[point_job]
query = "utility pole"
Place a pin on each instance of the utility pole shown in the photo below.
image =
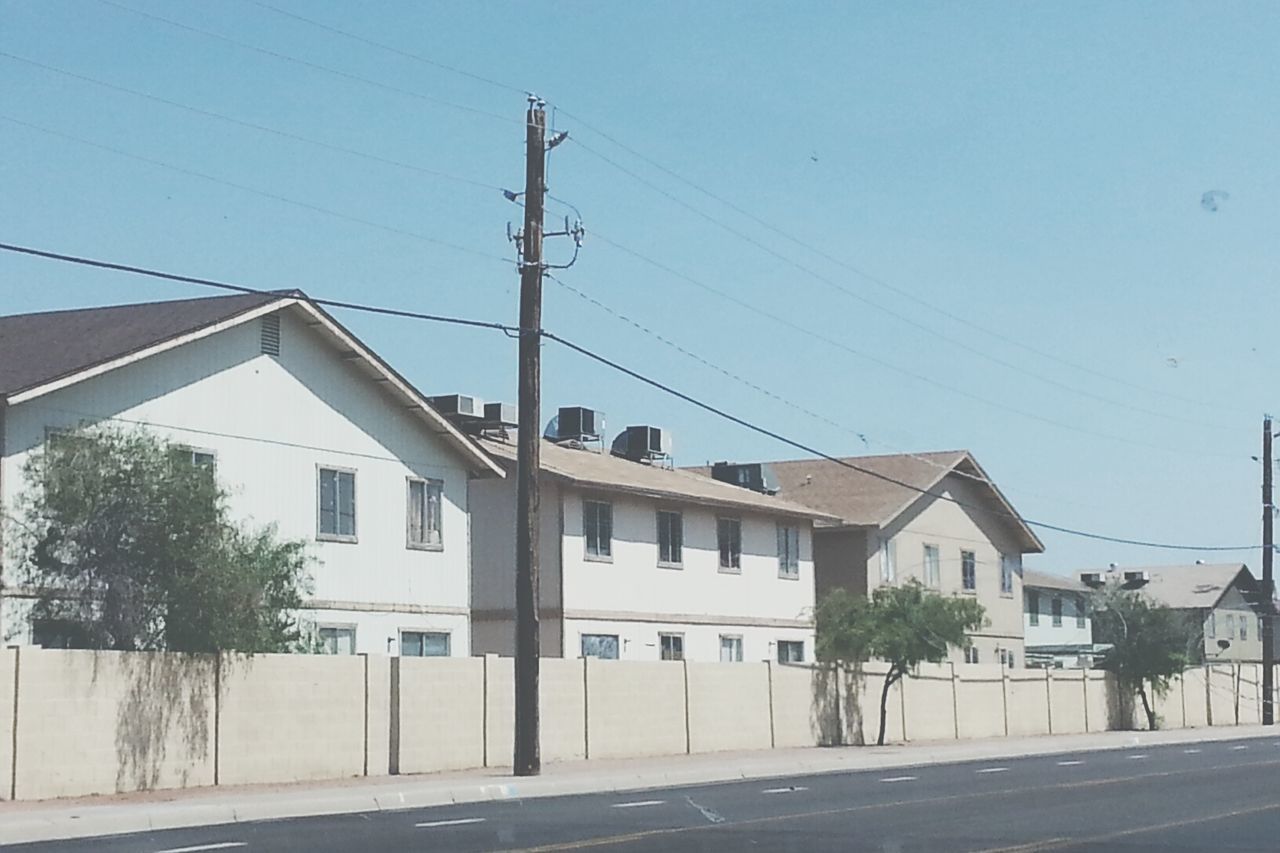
(1267, 582)
(528, 451)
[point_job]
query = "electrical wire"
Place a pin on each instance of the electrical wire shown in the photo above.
(639, 377)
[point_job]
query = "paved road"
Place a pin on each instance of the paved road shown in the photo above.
(1188, 797)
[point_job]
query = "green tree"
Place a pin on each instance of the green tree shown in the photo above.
(901, 625)
(1151, 643)
(128, 544)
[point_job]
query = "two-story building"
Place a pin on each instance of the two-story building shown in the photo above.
(1057, 628)
(305, 427)
(640, 561)
(935, 518)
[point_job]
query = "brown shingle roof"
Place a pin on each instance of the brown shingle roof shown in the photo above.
(592, 469)
(39, 349)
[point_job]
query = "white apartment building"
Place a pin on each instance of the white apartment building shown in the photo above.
(640, 561)
(306, 428)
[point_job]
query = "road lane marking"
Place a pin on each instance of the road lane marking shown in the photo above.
(456, 821)
(639, 803)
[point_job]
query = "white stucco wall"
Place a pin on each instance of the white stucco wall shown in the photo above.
(272, 422)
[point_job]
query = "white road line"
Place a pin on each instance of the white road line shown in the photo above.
(457, 821)
(639, 803)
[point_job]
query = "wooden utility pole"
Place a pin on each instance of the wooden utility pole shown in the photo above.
(528, 755)
(1267, 582)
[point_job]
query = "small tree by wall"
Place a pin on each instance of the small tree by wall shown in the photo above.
(127, 543)
(901, 625)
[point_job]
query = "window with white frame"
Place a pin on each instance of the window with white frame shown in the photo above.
(731, 648)
(932, 566)
(789, 551)
(888, 560)
(337, 503)
(671, 538)
(337, 639)
(728, 539)
(425, 514)
(598, 529)
(790, 651)
(969, 570)
(424, 644)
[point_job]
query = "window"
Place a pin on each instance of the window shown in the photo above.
(932, 566)
(598, 529)
(728, 537)
(602, 646)
(790, 651)
(672, 647)
(337, 639)
(968, 570)
(425, 500)
(731, 649)
(888, 560)
(671, 538)
(337, 503)
(789, 551)
(424, 644)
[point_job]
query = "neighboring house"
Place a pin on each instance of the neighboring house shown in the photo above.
(640, 561)
(305, 427)
(935, 518)
(1224, 598)
(1057, 629)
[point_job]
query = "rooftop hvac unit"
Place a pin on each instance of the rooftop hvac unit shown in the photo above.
(643, 443)
(757, 477)
(576, 424)
(457, 406)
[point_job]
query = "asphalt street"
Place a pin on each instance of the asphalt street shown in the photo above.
(1188, 797)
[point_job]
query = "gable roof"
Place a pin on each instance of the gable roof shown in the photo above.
(604, 471)
(41, 352)
(1192, 587)
(869, 498)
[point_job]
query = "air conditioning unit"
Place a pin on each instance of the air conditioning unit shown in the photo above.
(460, 406)
(757, 477)
(576, 424)
(641, 443)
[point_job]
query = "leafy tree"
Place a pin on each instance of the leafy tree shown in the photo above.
(901, 625)
(1151, 643)
(128, 544)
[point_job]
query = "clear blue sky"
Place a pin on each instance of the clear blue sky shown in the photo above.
(1033, 169)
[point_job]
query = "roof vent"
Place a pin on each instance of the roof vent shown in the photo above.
(576, 424)
(643, 443)
(757, 477)
(270, 334)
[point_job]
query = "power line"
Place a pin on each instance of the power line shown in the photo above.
(629, 372)
(265, 194)
(254, 126)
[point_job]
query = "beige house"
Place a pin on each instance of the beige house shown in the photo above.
(936, 518)
(1225, 598)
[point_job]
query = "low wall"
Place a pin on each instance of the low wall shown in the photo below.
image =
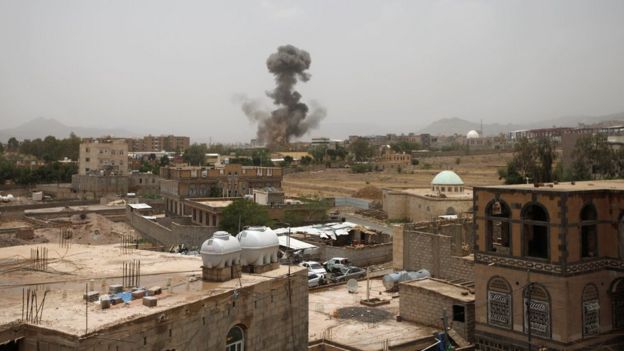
(191, 236)
(359, 256)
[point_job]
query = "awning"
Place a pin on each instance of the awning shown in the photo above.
(294, 243)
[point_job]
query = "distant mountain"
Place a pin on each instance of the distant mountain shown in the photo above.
(449, 126)
(42, 127)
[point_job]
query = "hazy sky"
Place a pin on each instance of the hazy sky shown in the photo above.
(377, 66)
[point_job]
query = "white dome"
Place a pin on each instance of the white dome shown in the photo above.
(222, 250)
(257, 238)
(473, 134)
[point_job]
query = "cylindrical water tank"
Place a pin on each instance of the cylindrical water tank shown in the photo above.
(259, 246)
(222, 250)
(392, 280)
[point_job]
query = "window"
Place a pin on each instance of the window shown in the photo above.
(535, 230)
(589, 237)
(235, 340)
(499, 302)
(537, 310)
(617, 303)
(498, 227)
(459, 313)
(591, 310)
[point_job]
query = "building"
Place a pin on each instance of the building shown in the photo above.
(232, 180)
(549, 266)
(151, 143)
(188, 308)
(447, 196)
(103, 157)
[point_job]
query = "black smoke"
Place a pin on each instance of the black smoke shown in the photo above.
(292, 118)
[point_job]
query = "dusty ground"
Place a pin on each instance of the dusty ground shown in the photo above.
(94, 229)
(474, 170)
(323, 307)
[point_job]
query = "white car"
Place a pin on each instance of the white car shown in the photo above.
(313, 280)
(314, 267)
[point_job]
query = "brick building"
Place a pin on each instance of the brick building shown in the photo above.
(151, 143)
(232, 180)
(103, 157)
(255, 312)
(552, 255)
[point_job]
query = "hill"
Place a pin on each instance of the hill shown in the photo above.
(42, 127)
(449, 126)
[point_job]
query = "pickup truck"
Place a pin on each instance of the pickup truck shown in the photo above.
(344, 273)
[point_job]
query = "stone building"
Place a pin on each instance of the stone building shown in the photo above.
(151, 143)
(447, 196)
(267, 311)
(232, 180)
(103, 157)
(549, 266)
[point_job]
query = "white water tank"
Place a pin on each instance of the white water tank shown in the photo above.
(259, 245)
(222, 250)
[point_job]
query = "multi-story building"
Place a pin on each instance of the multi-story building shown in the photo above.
(151, 143)
(103, 157)
(549, 266)
(232, 180)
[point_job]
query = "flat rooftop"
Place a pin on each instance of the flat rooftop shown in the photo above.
(324, 321)
(617, 184)
(428, 193)
(216, 203)
(443, 288)
(71, 269)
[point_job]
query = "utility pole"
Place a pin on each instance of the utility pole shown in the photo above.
(447, 343)
(528, 307)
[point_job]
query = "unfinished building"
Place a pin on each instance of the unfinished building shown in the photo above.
(164, 302)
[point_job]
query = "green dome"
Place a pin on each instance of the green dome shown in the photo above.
(447, 178)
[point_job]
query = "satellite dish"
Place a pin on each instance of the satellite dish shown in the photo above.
(352, 286)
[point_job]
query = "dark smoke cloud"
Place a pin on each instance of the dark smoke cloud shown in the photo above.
(292, 118)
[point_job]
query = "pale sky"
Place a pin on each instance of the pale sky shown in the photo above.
(377, 66)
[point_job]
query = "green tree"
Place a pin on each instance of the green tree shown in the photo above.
(243, 213)
(531, 159)
(195, 155)
(361, 150)
(12, 145)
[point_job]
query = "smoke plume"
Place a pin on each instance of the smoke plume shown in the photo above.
(292, 118)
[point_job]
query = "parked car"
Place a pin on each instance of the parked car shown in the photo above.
(313, 280)
(314, 267)
(345, 273)
(329, 265)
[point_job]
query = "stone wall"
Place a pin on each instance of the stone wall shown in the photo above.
(192, 236)
(271, 317)
(94, 187)
(427, 307)
(434, 252)
(359, 256)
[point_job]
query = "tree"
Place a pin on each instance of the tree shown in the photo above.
(243, 213)
(12, 144)
(195, 155)
(532, 159)
(361, 150)
(593, 157)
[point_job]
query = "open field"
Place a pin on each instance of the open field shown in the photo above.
(474, 170)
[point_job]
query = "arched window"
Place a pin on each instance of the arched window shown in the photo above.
(499, 303)
(235, 340)
(589, 236)
(535, 231)
(498, 227)
(537, 310)
(617, 303)
(591, 310)
(621, 235)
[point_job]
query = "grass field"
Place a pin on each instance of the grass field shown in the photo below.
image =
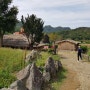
(12, 60)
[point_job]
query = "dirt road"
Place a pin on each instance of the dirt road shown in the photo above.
(78, 77)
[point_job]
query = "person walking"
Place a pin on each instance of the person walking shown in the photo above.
(79, 53)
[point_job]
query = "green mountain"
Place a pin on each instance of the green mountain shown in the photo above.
(81, 33)
(49, 29)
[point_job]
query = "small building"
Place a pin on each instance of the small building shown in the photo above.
(68, 45)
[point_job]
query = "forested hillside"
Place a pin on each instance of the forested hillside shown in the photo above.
(49, 29)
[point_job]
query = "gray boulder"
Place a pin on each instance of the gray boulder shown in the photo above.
(50, 67)
(58, 65)
(18, 85)
(46, 76)
(35, 80)
(6, 89)
(24, 74)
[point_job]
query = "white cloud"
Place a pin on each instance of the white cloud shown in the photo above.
(71, 13)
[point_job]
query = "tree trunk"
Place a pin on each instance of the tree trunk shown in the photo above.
(1, 40)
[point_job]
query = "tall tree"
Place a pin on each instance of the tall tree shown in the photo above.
(7, 18)
(33, 28)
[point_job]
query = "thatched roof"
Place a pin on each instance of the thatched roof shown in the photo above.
(15, 40)
(71, 41)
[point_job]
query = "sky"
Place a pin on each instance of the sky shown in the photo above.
(64, 13)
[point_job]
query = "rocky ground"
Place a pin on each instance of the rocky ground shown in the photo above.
(78, 77)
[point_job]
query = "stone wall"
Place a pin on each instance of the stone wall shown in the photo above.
(31, 78)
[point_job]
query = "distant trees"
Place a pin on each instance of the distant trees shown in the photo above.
(82, 33)
(7, 18)
(33, 28)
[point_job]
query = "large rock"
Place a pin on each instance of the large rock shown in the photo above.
(33, 55)
(50, 67)
(58, 65)
(6, 89)
(24, 73)
(18, 85)
(35, 80)
(46, 76)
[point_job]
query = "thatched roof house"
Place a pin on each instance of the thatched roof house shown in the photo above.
(68, 45)
(17, 41)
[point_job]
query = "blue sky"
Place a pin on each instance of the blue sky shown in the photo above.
(65, 13)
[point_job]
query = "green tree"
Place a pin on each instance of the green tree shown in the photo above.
(33, 28)
(7, 18)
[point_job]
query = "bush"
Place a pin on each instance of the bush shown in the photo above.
(84, 49)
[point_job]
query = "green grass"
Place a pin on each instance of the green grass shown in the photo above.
(12, 60)
(56, 83)
(41, 61)
(88, 51)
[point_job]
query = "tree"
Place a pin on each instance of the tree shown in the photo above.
(7, 18)
(33, 28)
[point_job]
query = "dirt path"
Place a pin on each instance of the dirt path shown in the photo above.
(78, 77)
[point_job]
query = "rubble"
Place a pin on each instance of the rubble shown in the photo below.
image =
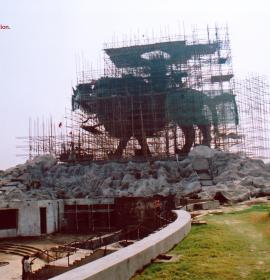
(234, 178)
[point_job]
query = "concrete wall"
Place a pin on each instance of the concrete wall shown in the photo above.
(29, 217)
(8, 233)
(123, 264)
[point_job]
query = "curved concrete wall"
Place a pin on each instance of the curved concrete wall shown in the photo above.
(123, 264)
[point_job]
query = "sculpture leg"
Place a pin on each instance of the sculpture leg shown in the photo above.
(189, 134)
(143, 143)
(121, 146)
(206, 132)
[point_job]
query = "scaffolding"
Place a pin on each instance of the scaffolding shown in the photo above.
(159, 98)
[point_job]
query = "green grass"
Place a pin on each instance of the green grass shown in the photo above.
(231, 246)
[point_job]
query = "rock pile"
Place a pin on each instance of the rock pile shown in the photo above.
(234, 177)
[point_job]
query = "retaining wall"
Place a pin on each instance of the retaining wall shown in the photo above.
(123, 264)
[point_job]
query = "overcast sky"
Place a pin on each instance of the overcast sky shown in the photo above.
(38, 53)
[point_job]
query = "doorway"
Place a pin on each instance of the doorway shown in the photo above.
(43, 220)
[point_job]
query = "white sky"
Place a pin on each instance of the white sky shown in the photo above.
(37, 55)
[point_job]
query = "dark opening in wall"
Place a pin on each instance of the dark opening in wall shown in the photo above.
(8, 218)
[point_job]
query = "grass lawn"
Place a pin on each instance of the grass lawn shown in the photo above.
(234, 245)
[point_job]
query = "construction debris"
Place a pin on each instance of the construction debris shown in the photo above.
(234, 178)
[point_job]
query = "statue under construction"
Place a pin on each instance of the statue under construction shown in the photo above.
(159, 98)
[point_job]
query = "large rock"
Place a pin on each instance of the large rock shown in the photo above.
(202, 151)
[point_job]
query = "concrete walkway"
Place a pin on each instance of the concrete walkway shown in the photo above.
(123, 264)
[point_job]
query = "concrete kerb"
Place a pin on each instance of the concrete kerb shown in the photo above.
(123, 264)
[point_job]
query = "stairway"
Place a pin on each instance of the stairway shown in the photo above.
(19, 249)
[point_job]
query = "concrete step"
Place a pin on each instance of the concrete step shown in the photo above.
(204, 176)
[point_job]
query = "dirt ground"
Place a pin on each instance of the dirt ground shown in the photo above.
(13, 270)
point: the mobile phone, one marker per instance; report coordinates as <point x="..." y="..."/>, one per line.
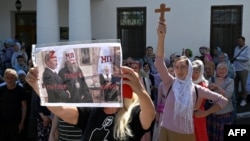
<point x="127" y="90"/>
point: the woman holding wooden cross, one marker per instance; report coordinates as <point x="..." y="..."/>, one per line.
<point x="180" y="102"/>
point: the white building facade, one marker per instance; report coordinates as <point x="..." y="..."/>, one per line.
<point x="188" y="22"/>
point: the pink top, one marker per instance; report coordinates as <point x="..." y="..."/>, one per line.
<point x="168" y="120"/>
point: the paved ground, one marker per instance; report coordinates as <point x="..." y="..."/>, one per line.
---
WHAT YOU HAVE TO DO » Could you copy each line from the listing that has the word "rubble" in it?

PROBLEM SOLUTION »
query = "rubble"
Place a pin on each instance of the rubble shown in the photo below.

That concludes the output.